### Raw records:
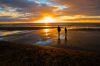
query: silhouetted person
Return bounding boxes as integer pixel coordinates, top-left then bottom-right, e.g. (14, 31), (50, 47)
(57, 26), (61, 39)
(65, 27), (68, 40)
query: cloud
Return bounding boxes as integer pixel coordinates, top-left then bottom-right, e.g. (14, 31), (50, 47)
(0, 0), (100, 21)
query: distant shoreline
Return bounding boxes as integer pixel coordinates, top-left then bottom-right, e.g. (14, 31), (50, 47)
(0, 26), (100, 31)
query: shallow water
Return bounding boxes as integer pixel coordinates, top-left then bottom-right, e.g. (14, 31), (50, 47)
(0, 28), (100, 51)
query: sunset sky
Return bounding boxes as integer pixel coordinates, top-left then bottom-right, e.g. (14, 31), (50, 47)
(0, 0), (100, 23)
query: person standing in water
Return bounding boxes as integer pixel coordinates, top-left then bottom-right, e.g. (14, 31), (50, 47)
(65, 27), (68, 40)
(57, 25), (61, 39)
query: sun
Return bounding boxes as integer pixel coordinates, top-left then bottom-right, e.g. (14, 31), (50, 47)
(38, 17), (55, 23)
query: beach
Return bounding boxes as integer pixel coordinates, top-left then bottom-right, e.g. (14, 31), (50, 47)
(0, 41), (100, 66)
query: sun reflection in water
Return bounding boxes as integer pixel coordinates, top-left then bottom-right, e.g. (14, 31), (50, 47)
(44, 29), (50, 36)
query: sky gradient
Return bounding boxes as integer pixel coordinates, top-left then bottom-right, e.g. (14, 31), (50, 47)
(0, 0), (100, 22)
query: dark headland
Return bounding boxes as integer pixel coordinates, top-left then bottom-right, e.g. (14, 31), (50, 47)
(0, 41), (100, 66)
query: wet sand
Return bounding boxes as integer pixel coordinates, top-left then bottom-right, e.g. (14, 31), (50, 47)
(0, 41), (100, 66)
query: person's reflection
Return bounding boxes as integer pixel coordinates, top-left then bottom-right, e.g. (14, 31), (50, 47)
(57, 25), (61, 39)
(57, 38), (61, 46)
(64, 27), (68, 47)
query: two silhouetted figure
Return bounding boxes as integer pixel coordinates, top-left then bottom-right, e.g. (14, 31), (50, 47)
(58, 26), (68, 40)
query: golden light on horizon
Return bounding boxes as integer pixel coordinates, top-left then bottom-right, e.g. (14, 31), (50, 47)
(38, 16), (55, 23)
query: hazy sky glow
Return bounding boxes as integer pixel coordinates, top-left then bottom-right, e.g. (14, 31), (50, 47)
(0, 0), (100, 22)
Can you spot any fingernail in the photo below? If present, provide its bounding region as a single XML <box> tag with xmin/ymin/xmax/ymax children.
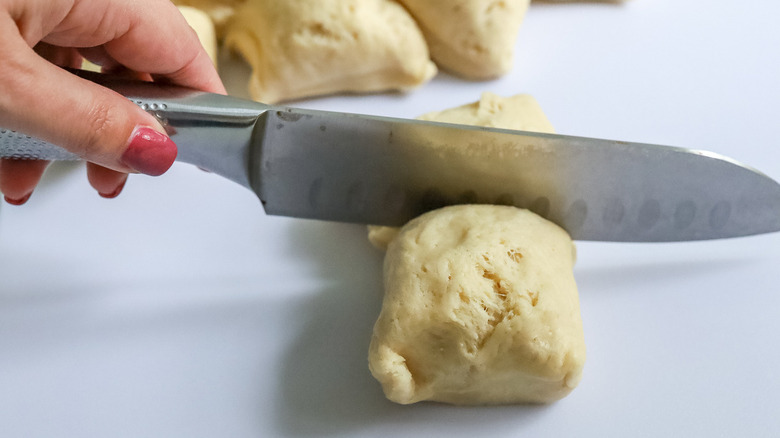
<box><xmin>117</xmin><ymin>126</ymin><xmax>177</xmax><ymax>175</ymax></box>
<box><xmin>4</xmin><ymin>192</ymin><xmax>32</xmax><ymax>205</ymax></box>
<box><xmin>98</xmin><ymin>180</ymin><xmax>127</xmax><ymax>199</ymax></box>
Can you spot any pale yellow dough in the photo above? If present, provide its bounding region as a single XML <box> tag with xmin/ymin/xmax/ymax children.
<box><xmin>399</xmin><ymin>0</ymin><xmax>530</xmax><ymax>79</ymax></box>
<box><xmin>225</xmin><ymin>0</ymin><xmax>436</xmax><ymax>103</ymax></box>
<box><xmin>368</xmin><ymin>92</ymin><xmax>555</xmax><ymax>250</ymax></box>
<box><xmin>179</xmin><ymin>6</ymin><xmax>217</xmax><ymax>65</ymax></box>
<box><xmin>369</xmin><ymin>205</ymin><xmax>585</xmax><ymax>405</ymax></box>
<box><xmin>173</xmin><ymin>0</ymin><xmax>242</xmax><ymax>38</ymax></box>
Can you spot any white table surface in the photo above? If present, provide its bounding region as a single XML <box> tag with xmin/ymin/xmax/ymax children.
<box><xmin>0</xmin><ymin>0</ymin><xmax>780</xmax><ymax>438</ymax></box>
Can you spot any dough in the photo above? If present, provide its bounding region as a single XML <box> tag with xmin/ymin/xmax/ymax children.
<box><xmin>399</xmin><ymin>0</ymin><xmax>530</xmax><ymax>79</ymax></box>
<box><xmin>179</xmin><ymin>6</ymin><xmax>217</xmax><ymax>65</ymax></box>
<box><xmin>173</xmin><ymin>0</ymin><xmax>242</xmax><ymax>38</ymax></box>
<box><xmin>368</xmin><ymin>92</ymin><xmax>555</xmax><ymax>250</ymax></box>
<box><xmin>225</xmin><ymin>0</ymin><xmax>436</xmax><ymax>103</ymax></box>
<box><xmin>369</xmin><ymin>205</ymin><xmax>585</xmax><ymax>404</ymax></box>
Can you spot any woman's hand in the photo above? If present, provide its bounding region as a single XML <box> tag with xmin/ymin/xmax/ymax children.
<box><xmin>0</xmin><ymin>0</ymin><xmax>225</xmax><ymax>205</ymax></box>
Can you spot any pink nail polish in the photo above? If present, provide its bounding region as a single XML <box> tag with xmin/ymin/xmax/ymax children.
<box><xmin>117</xmin><ymin>126</ymin><xmax>177</xmax><ymax>175</ymax></box>
<box><xmin>4</xmin><ymin>192</ymin><xmax>32</xmax><ymax>205</ymax></box>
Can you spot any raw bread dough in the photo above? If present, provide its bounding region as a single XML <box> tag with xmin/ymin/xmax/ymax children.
<box><xmin>173</xmin><ymin>0</ymin><xmax>242</xmax><ymax>38</ymax></box>
<box><xmin>225</xmin><ymin>0</ymin><xmax>436</xmax><ymax>103</ymax></box>
<box><xmin>369</xmin><ymin>205</ymin><xmax>585</xmax><ymax>404</ymax></box>
<box><xmin>179</xmin><ymin>6</ymin><xmax>217</xmax><ymax>65</ymax></box>
<box><xmin>399</xmin><ymin>0</ymin><xmax>530</xmax><ymax>79</ymax></box>
<box><xmin>368</xmin><ymin>92</ymin><xmax>555</xmax><ymax>250</ymax></box>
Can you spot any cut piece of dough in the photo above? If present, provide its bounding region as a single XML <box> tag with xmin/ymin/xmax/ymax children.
<box><xmin>173</xmin><ymin>0</ymin><xmax>242</xmax><ymax>38</ymax></box>
<box><xmin>369</xmin><ymin>205</ymin><xmax>585</xmax><ymax>404</ymax></box>
<box><xmin>399</xmin><ymin>0</ymin><xmax>530</xmax><ymax>79</ymax></box>
<box><xmin>368</xmin><ymin>92</ymin><xmax>555</xmax><ymax>250</ymax></box>
<box><xmin>179</xmin><ymin>6</ymin><xmax>217</xmax><ymax>65</ymax></box>
<box><xmin>225</xmin><ymin>0</ymin><xmax>436</xmax><ymax>103</ymax></box>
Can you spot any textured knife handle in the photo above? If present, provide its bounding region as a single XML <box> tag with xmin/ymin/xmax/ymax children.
<box><xmin>0</xmin><ymin>128</ymin><xmax>80</xmax><ymax>161</ymax></box>
<box><xmin>0</xmin><ymin>71</ymin><xmax>271</xmax><ymax>187</ymax></box>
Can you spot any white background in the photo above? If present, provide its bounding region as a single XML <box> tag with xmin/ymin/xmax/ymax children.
<box><xmin>0</xmin><ymin>0</ymin><xmax>780</xmax><ymax>438</ymax></box>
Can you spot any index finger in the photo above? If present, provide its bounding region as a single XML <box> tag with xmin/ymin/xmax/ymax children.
<box><xmin>43</xmin><ymin>0</ymin><xmax>225</xmax><ymax>94</ymax></box>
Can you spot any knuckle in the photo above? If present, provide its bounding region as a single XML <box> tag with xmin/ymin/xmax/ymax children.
<box><xmin>77</xmin><ymin>101</ymin><xmax>121</xmax><ymax>158</ymax></box>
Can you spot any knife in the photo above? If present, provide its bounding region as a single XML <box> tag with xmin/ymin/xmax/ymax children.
<box><xmin>0</xmin><ymin>72</ymin><xmax>780</xmax><ymax>242</ymax></box>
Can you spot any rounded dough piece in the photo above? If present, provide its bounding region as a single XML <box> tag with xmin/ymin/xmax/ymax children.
<box><xmin>173</xmin><ymin>0</ymin><xmax>242</xmax><ymax>38</ymax></box>
<box><xmin>399</xmin><ymin>0</ymin><xmax>530</xmax><ymax>80</ymax></box>
<box><xmin>178</xmin><ymin>6</ymin><xmax>217</xmax><ymax>65</ymax></box>
<box><xmin>225</xmin><ymin>0</ymin><xmax>437</xmax><ymax>103</ymax></box>
<box><xmin>368</xmin><ymin>92</ymin><xmax>555</xmax><ymax>250</ymax></box>
<box><xmin>369</xmin><ymin>205</ymin><xmax>585</xmax><ymax>404</ymax></box>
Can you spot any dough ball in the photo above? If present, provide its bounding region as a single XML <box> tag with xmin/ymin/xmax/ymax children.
<box><xmin>225</xmin><ymin>0</ymin><xmax>436</xmax><ymax>103</ymax></box>
<box><xmin>368</xmin><ymin>92</ymin><xmax>555</xmax><ymax>250</ymax></box>
<box><xmin>369</xmin><ymin>205</ymin><xmax>585</xmax><ymax>404</ymax></box>
<box><xmin>179</xmin><ymin>6</ymin><xmax>217</xmax><ymax>65</ymax></box>
<box><xmin>399</xmin><ymin>0</ymin><xmax>530</xmax><ymax>79</ymax></box>
<box><xmin>173</xmin><ymin>0</ymin><xmax>242</xmax><ymax>38</ymax></box>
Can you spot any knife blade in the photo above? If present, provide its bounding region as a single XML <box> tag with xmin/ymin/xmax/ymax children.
<box><xmin>0</xmin><ymin>72</ymin><xmax>780</xmax><ymax>242</ymax></box>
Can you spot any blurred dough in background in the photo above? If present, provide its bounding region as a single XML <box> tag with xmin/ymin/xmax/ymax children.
<box><xmin>368</xmin><ymin>205</ymin><xmax>585</xmax><ymax>405</ymax></box>
<box><xmin>179</xmin><ymin>6</ymin><xmax>217</xmax><ymax>65</ymax></box>
<box><xmin>225</xmin><ymin>0</ymin><xmax>437</xmax><ymax>104</ymax></box>
<box><xmin>399</xmin><ymin>0</ymin><xmax>530</xmax><ymax>80</ymax></box>
<box><xmin>173</xmin><ymin>0</ymin><xmax>246</xmax><ymax>39</ymax></box>
<box><xmin>368</xmin><ymin>92</ymin><xmax>555</xmax><ymax>250</ymax></box>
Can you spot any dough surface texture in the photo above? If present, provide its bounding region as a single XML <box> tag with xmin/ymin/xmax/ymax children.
<box><xmin>369</xmin><ymin>205</ymin><xmax>585</xmax><ymax>405</ymax></box>
<box><xmin>225</xmin><ymin>0</ymin><xmax>437</xmax><ymax>104</ymax></box>
<box><xmin>178</xmin><ymin>6</ymin><xmax>217</xmax><ymax>65</ymax></box>
<box><xmin>368</xmin><ymin>92</ymin><xmax>555</xmax><ymax>250</ymax></box>
<box><xmin>173</xmin><ymin>0</ymin><xmax>242</xmax><ymax>38</ymax></box>
<box><xmin>399</xmin><ymin>0</ymin><xmax>530</xmax><ymax>80</ymax></box>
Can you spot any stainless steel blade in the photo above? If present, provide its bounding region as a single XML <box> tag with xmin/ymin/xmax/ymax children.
<box><xmin>0</xmin><ymin>72</ymin><xmax>780</xmax><ymax>242</ymax></box>
<box><xmin>250</xmin><ymin>108</ymin><xmax>780</xmax><ymax>242</ymax></box>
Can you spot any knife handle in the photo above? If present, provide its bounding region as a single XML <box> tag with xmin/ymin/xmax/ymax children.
<box><xmin>0</xmin><ymin>70</ymin><xmax>271</xmax><ymax>187</ymax></box>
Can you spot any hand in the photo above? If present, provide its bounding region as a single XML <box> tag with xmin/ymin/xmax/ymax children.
<box><xmin>0</xmin><ymin>0</ymin><xmax>225</xmax><ymax>205</ymax></box>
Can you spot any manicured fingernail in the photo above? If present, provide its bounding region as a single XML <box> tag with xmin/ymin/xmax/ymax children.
<box><xmin>4</xmin><ymin>192</ymin><xmax>32</xmax><ymax>205</ymax></box>
<box><xmin>121</xmin><ymin>126</ymin><xmax>177</xmax><ymax>176</ymax></box>
<box><xmin>98</xmin><ymin>180</ymin><xmax>127</xmax><ymax>199</ymax></box>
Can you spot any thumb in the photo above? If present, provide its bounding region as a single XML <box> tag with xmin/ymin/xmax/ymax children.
<box><xmin>0</xmin><ymin>39</ymin><xmax>177</xmax><ymax>176</ymax></box>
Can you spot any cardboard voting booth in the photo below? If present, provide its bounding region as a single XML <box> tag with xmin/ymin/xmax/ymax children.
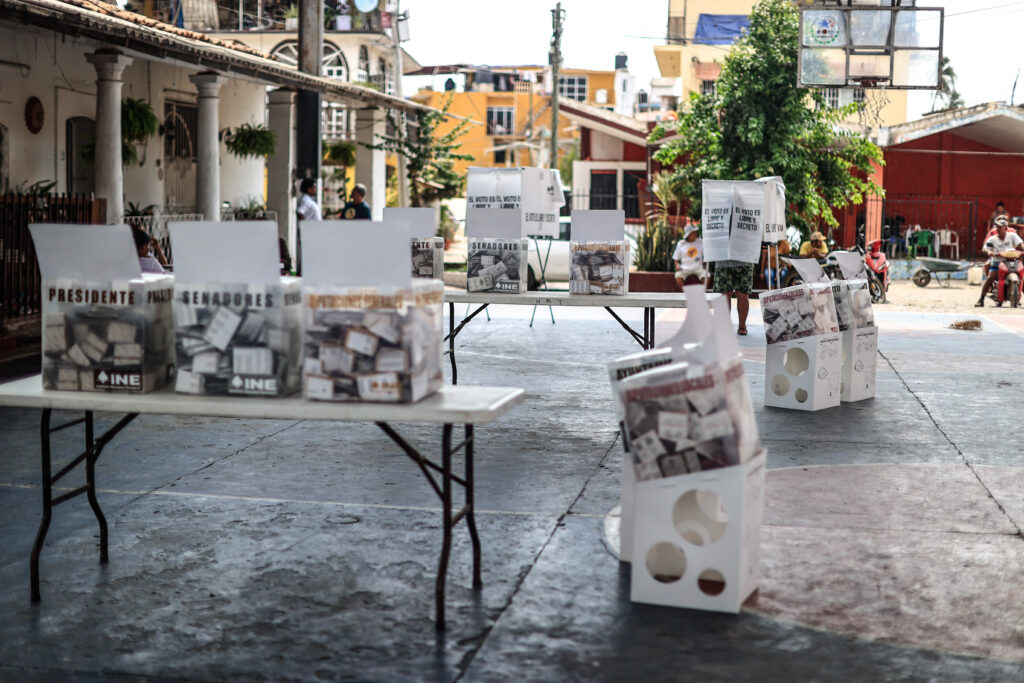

### DIRECTIONS:
Lay out the items between the line holding "Can you spot any thumb" and the end of the items, inclusive, as a Markdown table with a No. column giving each row's number and a Text column holding the line. Skip blank lines and leave the pictures out.

### SOLUTION FOR THIS EXERCISE:
| No. | Text |
|---|---|
| 1 | Can you spot any thumb in the photo above? If present, provide its bounding region as a single XML <box> tag with xmin/ymin/xmax/ymax children. |
| 2 | <box><xmin>0</xmin><ymin>39</ymin><xmax>177</xmax><ymax>176</ymax></box> |
| 3 | Can you spot any cardboard voting booth in the photo below? If present, provide its bounding region as a single XML <box> tag with xmin/ymin/xmax/ymax children. |